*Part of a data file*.

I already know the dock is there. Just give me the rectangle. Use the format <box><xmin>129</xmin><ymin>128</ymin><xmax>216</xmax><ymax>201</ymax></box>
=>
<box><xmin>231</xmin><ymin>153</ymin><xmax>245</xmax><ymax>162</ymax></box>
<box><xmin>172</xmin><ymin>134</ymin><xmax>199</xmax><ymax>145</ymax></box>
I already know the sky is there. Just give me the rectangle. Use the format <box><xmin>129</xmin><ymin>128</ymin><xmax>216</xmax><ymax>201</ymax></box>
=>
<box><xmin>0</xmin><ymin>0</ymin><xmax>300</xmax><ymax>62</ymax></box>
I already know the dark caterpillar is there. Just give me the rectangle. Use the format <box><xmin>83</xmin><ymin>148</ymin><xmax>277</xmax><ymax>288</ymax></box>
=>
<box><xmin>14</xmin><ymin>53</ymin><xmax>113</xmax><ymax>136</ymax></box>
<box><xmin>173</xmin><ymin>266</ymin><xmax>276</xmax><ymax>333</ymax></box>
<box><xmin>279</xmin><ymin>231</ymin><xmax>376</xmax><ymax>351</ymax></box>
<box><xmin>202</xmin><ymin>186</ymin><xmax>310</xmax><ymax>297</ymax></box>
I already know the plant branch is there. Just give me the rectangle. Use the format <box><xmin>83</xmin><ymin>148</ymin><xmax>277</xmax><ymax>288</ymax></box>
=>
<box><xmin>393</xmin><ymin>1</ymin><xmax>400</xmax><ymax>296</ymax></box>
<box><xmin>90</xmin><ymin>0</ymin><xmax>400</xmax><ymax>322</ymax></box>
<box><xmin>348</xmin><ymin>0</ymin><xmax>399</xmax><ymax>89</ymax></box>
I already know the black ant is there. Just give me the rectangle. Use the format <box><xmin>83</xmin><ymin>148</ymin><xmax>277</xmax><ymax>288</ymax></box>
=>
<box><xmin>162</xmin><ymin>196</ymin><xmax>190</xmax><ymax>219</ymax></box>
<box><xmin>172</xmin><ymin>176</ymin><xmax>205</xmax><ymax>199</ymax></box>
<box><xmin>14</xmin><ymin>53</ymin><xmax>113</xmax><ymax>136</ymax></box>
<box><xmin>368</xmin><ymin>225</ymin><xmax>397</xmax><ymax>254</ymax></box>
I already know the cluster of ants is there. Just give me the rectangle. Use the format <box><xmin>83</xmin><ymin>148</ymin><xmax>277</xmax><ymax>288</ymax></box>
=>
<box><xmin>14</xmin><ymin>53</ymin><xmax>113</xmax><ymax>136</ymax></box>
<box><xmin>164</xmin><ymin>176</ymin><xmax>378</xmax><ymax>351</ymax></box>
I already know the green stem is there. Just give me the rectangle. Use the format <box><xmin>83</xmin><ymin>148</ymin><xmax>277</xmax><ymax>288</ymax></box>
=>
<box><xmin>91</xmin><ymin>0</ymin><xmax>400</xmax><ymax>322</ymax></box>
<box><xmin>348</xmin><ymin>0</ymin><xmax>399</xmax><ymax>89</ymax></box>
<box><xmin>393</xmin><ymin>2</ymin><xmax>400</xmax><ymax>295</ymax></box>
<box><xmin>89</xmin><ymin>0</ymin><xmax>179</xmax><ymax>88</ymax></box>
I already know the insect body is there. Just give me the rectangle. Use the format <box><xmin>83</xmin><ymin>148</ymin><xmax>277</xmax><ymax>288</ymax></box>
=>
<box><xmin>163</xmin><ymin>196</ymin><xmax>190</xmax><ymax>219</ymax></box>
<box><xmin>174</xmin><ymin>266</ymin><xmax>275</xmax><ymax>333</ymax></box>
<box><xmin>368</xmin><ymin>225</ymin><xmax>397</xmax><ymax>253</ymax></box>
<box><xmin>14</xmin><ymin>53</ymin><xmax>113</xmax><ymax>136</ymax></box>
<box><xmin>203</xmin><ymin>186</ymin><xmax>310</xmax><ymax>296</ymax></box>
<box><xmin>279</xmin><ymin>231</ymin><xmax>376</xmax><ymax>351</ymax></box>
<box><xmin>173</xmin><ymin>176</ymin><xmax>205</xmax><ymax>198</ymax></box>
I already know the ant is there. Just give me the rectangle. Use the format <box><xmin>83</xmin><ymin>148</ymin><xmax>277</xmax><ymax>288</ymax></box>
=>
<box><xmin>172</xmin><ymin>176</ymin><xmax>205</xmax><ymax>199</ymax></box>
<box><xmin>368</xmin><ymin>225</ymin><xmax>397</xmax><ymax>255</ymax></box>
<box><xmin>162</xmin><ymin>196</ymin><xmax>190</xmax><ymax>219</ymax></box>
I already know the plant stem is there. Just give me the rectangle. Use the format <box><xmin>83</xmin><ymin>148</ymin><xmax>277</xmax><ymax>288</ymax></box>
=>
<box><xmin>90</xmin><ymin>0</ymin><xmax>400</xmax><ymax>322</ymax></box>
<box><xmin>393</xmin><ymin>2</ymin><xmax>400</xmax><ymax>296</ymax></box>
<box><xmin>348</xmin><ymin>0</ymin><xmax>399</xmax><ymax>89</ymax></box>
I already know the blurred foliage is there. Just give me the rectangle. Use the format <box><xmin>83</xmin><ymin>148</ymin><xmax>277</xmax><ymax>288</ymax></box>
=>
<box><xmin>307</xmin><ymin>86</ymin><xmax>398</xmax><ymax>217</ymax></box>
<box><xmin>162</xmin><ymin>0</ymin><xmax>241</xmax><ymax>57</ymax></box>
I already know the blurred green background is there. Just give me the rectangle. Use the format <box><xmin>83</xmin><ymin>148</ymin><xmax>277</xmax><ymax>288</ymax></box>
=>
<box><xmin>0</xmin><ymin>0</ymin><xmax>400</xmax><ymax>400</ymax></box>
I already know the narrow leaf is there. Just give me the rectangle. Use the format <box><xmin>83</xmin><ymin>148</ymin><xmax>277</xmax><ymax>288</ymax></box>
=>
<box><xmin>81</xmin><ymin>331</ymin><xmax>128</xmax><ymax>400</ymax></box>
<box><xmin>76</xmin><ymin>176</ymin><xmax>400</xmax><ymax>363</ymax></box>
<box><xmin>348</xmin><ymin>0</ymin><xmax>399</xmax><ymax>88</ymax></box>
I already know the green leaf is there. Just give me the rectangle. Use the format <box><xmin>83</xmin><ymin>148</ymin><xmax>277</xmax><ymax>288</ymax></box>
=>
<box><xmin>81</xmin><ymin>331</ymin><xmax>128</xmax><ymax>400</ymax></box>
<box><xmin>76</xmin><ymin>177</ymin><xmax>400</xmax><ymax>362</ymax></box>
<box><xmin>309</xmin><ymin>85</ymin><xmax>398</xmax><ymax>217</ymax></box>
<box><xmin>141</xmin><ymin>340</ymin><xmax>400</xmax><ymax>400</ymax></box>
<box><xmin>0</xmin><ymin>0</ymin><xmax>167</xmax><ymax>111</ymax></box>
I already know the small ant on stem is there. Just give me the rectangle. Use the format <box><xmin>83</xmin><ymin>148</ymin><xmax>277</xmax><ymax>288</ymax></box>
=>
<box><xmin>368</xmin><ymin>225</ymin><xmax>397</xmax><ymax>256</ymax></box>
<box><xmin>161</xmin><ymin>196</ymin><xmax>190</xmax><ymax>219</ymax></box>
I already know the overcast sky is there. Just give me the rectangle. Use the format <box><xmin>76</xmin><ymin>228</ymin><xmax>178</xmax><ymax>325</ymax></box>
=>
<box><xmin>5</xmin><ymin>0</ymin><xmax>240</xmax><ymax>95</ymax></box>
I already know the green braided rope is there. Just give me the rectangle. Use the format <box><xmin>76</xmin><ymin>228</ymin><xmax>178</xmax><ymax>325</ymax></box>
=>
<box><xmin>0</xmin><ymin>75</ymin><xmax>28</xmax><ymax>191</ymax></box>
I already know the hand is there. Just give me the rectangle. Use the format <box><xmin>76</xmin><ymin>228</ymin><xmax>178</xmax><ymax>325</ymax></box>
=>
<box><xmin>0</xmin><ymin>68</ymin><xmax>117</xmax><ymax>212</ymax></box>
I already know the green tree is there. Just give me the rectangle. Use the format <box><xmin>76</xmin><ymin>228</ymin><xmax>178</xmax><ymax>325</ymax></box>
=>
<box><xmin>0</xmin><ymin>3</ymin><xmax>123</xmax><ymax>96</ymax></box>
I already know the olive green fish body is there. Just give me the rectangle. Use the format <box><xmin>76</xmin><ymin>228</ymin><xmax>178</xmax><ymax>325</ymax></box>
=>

*TASK TO COMPLETE*.
Identify every line in the items that contains the word "body", and copy each of those lines.

*ANSWER BELOW*.
I already know the insect body is there. Just give me the rectangle. Use the format <box><xmin>83</xmin><ymin>148</ymin><xmax>277</xmax><ymax>288</ymax></box>
I already know the olive green fish body is there. Just give me the rectangle. Use the format <box><xmin>76</xmin><ymin>228</ymin><xmax>178</xmax><ymax>325</ymax></box>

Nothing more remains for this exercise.